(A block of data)
....................

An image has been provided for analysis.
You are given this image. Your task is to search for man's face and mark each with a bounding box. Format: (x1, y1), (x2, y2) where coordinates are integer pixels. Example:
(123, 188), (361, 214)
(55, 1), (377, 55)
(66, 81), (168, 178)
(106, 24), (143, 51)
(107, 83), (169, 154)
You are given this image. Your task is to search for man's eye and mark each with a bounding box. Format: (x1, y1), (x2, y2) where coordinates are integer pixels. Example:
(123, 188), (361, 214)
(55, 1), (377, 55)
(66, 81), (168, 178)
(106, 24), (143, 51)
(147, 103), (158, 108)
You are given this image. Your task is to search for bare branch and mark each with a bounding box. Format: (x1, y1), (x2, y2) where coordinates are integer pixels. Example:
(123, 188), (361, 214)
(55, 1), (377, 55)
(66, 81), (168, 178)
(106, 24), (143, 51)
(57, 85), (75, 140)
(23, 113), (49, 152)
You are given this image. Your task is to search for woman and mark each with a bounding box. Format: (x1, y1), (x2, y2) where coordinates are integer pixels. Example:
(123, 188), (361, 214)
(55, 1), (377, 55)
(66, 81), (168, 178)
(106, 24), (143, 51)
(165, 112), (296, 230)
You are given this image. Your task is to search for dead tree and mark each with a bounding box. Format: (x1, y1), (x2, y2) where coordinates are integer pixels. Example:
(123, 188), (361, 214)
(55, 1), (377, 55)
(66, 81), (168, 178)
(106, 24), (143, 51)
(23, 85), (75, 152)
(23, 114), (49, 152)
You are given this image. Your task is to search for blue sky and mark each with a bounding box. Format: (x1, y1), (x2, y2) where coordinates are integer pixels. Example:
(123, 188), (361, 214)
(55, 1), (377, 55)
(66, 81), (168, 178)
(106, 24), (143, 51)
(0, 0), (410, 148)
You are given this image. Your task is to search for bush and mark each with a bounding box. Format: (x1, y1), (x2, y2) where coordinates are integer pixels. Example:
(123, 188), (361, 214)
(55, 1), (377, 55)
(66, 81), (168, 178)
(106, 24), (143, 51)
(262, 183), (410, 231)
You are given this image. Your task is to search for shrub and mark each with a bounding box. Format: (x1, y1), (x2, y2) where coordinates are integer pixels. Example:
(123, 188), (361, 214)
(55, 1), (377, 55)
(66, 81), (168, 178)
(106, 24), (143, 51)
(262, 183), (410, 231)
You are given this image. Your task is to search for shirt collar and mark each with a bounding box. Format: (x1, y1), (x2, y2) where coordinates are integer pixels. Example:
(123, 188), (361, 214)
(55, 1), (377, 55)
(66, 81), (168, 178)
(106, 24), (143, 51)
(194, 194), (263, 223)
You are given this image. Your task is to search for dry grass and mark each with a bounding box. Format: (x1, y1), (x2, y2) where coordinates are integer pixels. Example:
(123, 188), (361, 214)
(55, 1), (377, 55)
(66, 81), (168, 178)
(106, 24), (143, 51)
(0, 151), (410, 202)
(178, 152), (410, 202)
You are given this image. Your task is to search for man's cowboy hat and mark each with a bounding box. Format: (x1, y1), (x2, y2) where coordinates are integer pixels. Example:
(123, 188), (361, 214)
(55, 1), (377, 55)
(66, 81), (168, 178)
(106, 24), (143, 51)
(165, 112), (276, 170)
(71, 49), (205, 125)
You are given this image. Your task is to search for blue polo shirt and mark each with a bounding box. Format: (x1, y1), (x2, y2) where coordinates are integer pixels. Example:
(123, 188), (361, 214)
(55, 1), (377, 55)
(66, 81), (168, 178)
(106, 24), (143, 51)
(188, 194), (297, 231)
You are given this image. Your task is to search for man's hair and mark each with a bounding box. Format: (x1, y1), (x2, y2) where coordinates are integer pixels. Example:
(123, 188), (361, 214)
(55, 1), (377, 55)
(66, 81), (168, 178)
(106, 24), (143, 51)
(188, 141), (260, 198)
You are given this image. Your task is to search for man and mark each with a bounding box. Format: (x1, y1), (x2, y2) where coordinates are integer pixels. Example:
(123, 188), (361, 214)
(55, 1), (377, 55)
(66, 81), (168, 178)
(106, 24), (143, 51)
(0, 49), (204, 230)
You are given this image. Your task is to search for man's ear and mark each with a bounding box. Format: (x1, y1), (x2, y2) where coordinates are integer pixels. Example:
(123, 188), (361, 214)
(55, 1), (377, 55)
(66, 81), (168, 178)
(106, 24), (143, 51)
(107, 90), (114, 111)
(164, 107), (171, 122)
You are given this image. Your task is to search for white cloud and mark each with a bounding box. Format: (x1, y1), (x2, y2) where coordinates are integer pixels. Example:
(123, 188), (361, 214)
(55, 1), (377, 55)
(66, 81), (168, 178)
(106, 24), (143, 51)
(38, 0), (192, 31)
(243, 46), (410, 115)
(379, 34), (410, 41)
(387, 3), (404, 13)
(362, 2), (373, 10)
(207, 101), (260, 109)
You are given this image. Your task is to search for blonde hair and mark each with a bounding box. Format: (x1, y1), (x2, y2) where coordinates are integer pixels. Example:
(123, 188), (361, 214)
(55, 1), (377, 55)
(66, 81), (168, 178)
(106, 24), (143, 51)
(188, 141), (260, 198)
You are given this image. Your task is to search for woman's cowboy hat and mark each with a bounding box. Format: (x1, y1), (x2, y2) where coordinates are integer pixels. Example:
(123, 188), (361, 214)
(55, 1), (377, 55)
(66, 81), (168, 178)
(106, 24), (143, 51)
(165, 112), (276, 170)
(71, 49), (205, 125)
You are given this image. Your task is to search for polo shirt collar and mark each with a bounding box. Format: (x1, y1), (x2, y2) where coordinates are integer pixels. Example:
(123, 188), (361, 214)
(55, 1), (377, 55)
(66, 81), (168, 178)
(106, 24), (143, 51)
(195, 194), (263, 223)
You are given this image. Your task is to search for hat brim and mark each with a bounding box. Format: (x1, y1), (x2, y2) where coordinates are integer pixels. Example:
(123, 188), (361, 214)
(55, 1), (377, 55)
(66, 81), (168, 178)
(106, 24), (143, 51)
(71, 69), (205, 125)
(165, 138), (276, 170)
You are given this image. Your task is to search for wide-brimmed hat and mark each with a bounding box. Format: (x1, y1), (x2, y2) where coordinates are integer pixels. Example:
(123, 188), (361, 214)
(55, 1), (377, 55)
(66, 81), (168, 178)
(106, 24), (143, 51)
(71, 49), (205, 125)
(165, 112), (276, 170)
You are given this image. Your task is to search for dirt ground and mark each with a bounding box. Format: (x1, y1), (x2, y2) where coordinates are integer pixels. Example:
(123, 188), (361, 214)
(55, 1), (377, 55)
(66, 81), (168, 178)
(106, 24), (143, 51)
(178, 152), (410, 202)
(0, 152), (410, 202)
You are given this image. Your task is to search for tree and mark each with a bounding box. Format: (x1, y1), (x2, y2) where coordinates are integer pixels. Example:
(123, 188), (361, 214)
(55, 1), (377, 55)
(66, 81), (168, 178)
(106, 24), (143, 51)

....................

> _Work to be completed_: Quote the data above verbatim, from the line that contains "search for polo" through the end of the data.

> _Result of this task_:
You are given this image. Your task is to search for polo shirt collar and mark each with a bounding box. Format: (x1, y1), (x2, y2) where coordinates are integer pixels. Example:
(123, 188), (361, 214)
(55, 1), (377, 55)
(66, 81), (168, 178)
(106, 24), (143, 51)
(195, 194), (263, 223)
You are given this image. Your task is to search for hat brim and mark each with a bounding box. Format: (x1, y1), (x2, y2) where coordinates are integer pixels. Example:
(123, 188), (361, 214)
(55, 1), (377, 55)
(66, 81), (168, 178)
(106, 24), (143, 51)
(71, 69), (205, 125)
(165, 138), (276, 170)
You are given this image. Your task is to search for wide-brimmed hat and mark each with a bounding box. Format: (x1, y1), (x2, y2) where coordinates are integer pixels. Example:
(123, 188), (361, 214)
(55, 1), (377, 55)
(66, 81), (168, 178)
(106, 24), (143, 51)
(71, 49), (205, 125)
(165, 112), (276, 170)
You are given this image. Your task is to search for dirt ground and mark each with a bounding box. Format: (x1, y1), (x2, y2) where coordinates are integer pixels. Example:
(123, 188), (361, 214)
(55, 1), (377, 55)
(66, 81), (168, 178)
(106, 24), (143, 51)
(178, 152), (410, 202)
(0, 152), (410, 202)
You are given this image. Your task is to search for tree and mark each with a bounding box. Format: (x1, y1), (x2, y2) where coordinates are integer pixels. Example:
(123, 188), (361, 214)
(55, 1), (377, 55)
(66, 81), (168, 178)
(106, 24), (143, 51)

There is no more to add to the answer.